Dataset extracts labeled with boxes
========================

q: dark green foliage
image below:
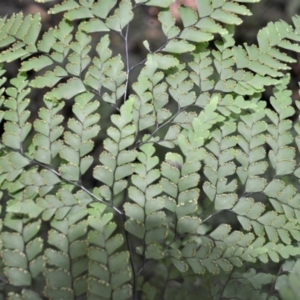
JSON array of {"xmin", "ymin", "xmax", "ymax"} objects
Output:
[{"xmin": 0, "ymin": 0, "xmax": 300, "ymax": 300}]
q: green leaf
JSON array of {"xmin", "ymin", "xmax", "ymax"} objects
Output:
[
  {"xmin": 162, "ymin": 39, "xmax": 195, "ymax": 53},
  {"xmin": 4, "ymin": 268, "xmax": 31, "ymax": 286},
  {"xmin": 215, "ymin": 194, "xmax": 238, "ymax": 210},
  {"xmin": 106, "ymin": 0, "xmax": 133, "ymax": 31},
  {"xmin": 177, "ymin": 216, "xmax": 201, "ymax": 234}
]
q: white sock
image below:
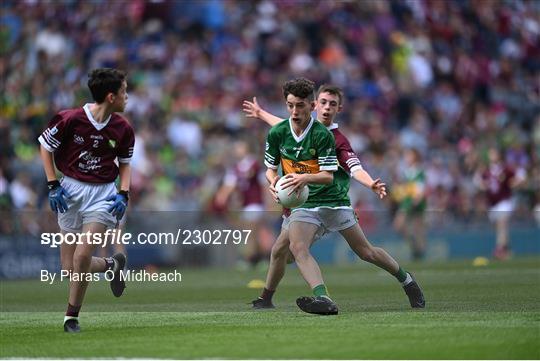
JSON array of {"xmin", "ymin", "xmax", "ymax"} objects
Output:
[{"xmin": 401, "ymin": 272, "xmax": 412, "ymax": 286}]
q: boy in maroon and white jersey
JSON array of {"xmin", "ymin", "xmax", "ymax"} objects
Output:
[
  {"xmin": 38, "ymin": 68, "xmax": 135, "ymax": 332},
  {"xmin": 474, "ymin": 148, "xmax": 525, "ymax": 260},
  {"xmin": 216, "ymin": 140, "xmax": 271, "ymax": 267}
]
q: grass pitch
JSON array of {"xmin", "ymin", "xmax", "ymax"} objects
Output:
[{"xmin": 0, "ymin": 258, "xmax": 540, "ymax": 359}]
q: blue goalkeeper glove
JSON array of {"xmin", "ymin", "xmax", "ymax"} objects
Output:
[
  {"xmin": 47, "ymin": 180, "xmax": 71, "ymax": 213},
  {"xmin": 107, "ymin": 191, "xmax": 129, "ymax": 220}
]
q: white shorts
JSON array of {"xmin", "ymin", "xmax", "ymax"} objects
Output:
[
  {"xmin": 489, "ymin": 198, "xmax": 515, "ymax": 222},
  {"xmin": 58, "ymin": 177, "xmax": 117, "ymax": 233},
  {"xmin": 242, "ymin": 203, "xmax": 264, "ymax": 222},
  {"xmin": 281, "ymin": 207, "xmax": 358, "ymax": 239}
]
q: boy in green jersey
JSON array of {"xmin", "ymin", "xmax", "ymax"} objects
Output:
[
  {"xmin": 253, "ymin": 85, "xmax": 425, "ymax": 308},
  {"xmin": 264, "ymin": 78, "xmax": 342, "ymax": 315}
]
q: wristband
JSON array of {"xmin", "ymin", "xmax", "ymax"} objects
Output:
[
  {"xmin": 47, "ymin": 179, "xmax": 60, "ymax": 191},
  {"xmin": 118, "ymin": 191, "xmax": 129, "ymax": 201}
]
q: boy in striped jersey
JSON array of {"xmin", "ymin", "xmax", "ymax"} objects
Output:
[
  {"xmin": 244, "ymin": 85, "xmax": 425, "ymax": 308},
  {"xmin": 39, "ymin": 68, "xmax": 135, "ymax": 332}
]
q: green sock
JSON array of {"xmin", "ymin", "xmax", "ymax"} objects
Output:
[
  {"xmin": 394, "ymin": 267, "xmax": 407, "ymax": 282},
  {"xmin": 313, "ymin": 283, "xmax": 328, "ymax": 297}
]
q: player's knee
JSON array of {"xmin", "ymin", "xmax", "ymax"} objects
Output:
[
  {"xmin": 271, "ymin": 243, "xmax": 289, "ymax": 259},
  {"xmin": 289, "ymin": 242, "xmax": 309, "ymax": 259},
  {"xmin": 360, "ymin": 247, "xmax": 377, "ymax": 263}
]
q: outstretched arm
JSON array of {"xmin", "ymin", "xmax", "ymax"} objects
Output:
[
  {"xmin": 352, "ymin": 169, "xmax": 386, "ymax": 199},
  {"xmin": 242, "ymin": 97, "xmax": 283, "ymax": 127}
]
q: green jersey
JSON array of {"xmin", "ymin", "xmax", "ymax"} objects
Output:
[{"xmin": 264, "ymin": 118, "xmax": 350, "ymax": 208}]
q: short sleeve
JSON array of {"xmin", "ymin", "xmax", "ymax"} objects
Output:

========================

> **Exercise objective**: Rewrite all of the material above as a numbered list with one line per number, skipping blank lines. Leave the pictures out.

> **Problem solution**:
1. q: dark green foliage
2. image below:
3. JSON array of {"xmin", "ymin", "xmax", "ymax"} objects
4. Output:
5. [{"xmin": 0, "ymin": 0, "xmax": 300, "ymax": 300}]
6. q: green leaf
7. JSON array of {"xmin", "ymin", "xmax", "ymax"} objects
8. Output:
9. [
10.   {"xmin": 162, "ymin": 39, "xmax": 195, "ymax": 53},
11.   {"xmin": 4, "ymin": 268, "xmax": 31, "ymax": 286},
12.   {"xmin": 215, "ymin": 194, "xmax": 238, "ymax": 210},
13.   {"xmin": 106, "ymin": 0, "xmax": 133, "ymax": 31},
14.   {"xmin": 177, "ymin": 216, "xmax": 201, "ymax": 234}
15. ]
16. q: white sock
17. image below:
18. JSON array of {"xmin", "ymin", "xmax", "ymax"} objects
19. Output:
20. [{"xmin": 401, "ymin": 272, "xmax": 412, "ymax": 286}]
21. q: boy in maroon and white jersey
22. JSON array of {"xmin", "ymin", "xmax", "ymax"} objects
23. Output:
24. [
25.   {"xmin": 38, "ymin": 68, "xmax": 135, "ymax": 332},
26.   {"xmin": 474, "ymin": 148, "xmax": 525, "ymax": 260},
27.   {"xmin": 216, "ymin": 140, "xmax": 271, "ymax": 267}
28. ]
29. q: grass pitch
30. JSON array of {"xmin", "ymin", "xmax", "ymax"} objects
31. Output:
32. [{"xmin": 0, "ymin": 258, "xmax": 540, "ymax": 359}]
33. q: blue goalkeeper glove
34. JSON array of {"xmin", "ymin", "xmax", "ymax"} objects
35. Output:
36. [
37.   {"xmin": 47, "ymin": 180, "xmax": 71, "ymax": 213},
38.   {"xmin": 107, "ymin": 191, "xmax": 129, "ymax": 220}
39. ]
40. q: white shorts
41. JSON array of {"xmin", "ymin", "xmax", "ymax"} objects
42. Output:
43. [
44.   {"xmin": 489, "ymin": 198, "xmax": 515, "ymax": 222},
45.   {"xmin": 58, "ymin": 177, "xmax": 117, "ymax": 233},
46.   {"xmin": 242, "ymin": 203, "xmax": 264, "ymax": 222},
47.   {"xmin": 281, "ymin": 207, "xmax": 358, "ymax": 239}
48. ]
49. q: boy in green jersey
50. JSON array of {"xmin", "ymin", "xmax", "ymax"} objects
51. Output:
52. [
53.   {"xmin": 253, "ymin": 85, "xmax": 425, "ymax": 308},
54.   {"xmin": 264, "ymin": 78, "xmax": 342, "ymax": 315}
55. ]
56. q: wristband
57. JSON array of {"xmin", "ymin", "xmax", "ymax"} objects
58. Output:
59. [
60.   {"xmin": 47, "ymin": 179, "xmax": 60, "ymax": 191},
61.   {"xmin": 118, "ymin": 191, "xmax": 129, "ymax": 201}
62. ]
63. q: boy in striped jersey
64. JSON array of {"xmin", "ymin", "xmax", "ymax"} objects
65. Output:
66. [
67.   {"xmin": 244, "ymin": 85, "xmax": 425, "ymax": 308},
68.   {"xmin": 39, "ymin": 68, "xmax": 135, "ymax": 332}
69. ]
70. q: green sock
71. JSON array of {"xmin", "ymin", "xmax", "ymax"} objects
72. Output:
73. [
74.   {"xmin": 394, "ymin": 267, "xmax": 407, "ymax": 282},
75.   {"xmin": 313, "ymin": 283, "xmax": 328, "ymax": 297}
76. ]
77. q: player's knee
78. JSON array of {"xmin", "ymin", "xmax", "ymax"} objects
79. Output:
80. [
81.   {"xmin": 271, "ymin": 243, "xmax": 289, "ymax": 259},
82.   {"xmin": 289, "ymin": 242, "xmax": 309, "ymax": 259},
83.   {"xmin": 360, "ymin": 247, "xmax": 377, "ymax": 263}
84. ]
85. q: outstretched arm
86. JSON array of {"xmin", "ymin", "xmax", "ymax"} objects
87. Output:
88. [
89.   {"xmin": 352, "ymin": 169, "xmax": 386, "ymax": 199},
90.   {"xmin": 242, "ymin": 97, "xmax": 283, "ymax": 127}
91. ]
92. q: green jersey
93. JSON array of {"xmin", "ymin", "xmax", "ymax"} objects
94. Output:
95. [{"xmin": 264, "ymin": 118, "xmax": 350, "ymax": 208}]
96. q: short sleeve
97. JSON array of {"xmin", "ymin", "xmax", "ymax"} objects
98. Output:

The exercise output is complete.